— BEGIN Excerpted passage —

FUNCTIONAL COMPONENT, COMPONENT ASSEMBLY COMPRISING A FUNCTIONAL COMPONENT, AND METHOD FOR SECURING A FUNCTIONAL COMPONENT TO A HOLDING COMPONENT

Abstract

A functional component which is designed to be secured to a holding component by pressing a connecting element into a depression of the holding component. In a non-deformed state, the connecting element protrudes in a press-in direction from a base body of the functional component and is designed to be deformed by applying a force to the base body, so that the connecting element is widened in an end area and the end area is introduced into a wall of the depression. The base body includes a contact surface surrounding the connecting element which abuts a support surface of the holding component in a coupled state of the functional component. A functional module of the functional component is provided by a partial area of the base body facing away from the contact surface.

Claims

1-10. (canceled)

— END Excerpted passage —
— BEGIN Recorded information —

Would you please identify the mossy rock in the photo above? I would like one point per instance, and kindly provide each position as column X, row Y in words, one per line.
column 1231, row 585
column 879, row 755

— END Recorded information —

§ Short problem A
In the patent text on securing a functional component, what part of the base body provides the functional module?
§ Short problem B
Resume the patent text on securing a functional component, starting after its last line.
The material stands apart from the patent text on securing a functional component.

§ Final answer A
A partial area of the base body facing away from the contact surface.

§ Final answer B
11. A composite component having at least one functional component for a motor vehicle, and having a holding component, wherein the functional component is secured to the holding component by pressing a connecting element of the functional component into a depression provided in the holding component and designed like a blind hole, wherein the connecting element protrudes from a base body of the functional component in a press-in direction in a non-deformed state and is designed to be converted into a deformed state by applying a force acting in the press-in direction to the base body, in which the connecting element is widened in a free end area and the free end area of the connecting element is introduced into a wall of the holding component delimiting the depression of the holding component in the circumferential direction, wherein the base body of the functional component includes a contact surface extending around the connecting element which, in a coupled state of the functional component, in which the functional component is secured to the holding component by pressing the connecting element into the depression, abuts a support surface of the holding component, wherein a functional module of the functional component is provided by a partial area of the base body facing away from the contact surface.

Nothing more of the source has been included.